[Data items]
★ ★ ★

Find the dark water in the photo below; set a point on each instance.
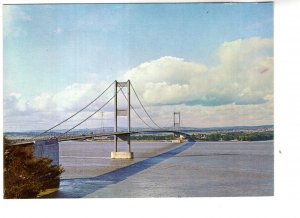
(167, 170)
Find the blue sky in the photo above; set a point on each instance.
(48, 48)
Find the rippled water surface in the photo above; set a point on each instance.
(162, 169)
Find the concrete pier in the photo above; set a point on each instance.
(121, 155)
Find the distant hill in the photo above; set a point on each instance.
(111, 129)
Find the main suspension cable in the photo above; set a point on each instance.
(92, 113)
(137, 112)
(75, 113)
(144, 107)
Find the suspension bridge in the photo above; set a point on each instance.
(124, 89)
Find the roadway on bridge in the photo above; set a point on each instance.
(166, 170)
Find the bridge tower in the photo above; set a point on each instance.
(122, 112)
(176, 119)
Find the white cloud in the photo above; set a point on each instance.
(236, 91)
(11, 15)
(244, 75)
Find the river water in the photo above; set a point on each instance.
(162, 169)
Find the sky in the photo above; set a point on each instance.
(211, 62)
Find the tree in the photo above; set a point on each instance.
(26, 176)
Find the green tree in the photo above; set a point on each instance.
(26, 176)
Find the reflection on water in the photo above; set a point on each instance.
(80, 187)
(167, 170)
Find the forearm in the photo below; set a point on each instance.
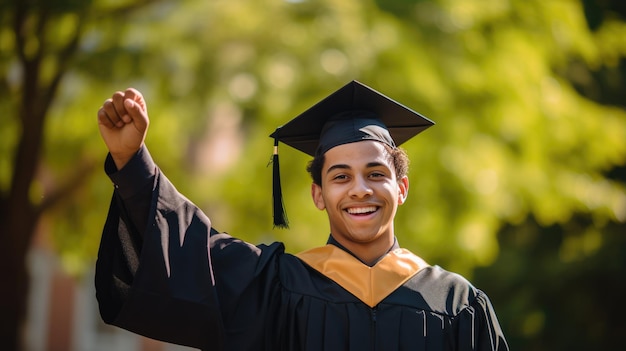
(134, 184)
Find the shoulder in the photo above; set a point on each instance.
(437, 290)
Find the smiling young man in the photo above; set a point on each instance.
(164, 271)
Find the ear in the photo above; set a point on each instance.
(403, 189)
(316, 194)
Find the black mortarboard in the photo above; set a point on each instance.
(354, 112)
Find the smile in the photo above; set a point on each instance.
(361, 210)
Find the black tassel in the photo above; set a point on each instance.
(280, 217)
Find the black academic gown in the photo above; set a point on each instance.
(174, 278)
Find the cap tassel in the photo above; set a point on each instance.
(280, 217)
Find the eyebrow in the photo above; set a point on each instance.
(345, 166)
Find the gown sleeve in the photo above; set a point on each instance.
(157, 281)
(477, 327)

★ ★ ★

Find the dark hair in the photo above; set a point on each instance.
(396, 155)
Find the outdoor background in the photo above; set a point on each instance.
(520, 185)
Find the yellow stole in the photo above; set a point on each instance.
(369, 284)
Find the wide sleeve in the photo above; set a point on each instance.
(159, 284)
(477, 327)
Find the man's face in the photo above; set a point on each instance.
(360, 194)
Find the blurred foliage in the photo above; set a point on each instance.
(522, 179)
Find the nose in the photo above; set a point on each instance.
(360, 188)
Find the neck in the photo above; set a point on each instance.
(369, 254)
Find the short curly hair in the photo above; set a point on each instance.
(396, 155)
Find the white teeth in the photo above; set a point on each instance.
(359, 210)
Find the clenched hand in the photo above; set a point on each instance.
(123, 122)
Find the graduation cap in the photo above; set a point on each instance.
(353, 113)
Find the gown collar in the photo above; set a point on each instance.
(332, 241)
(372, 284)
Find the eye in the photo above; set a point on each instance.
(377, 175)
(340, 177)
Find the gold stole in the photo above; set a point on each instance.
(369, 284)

★ ★ ★

# What this task involves
Work out how many lines of the data above contain the word "black" and reply with only that number.

# Result for this task
3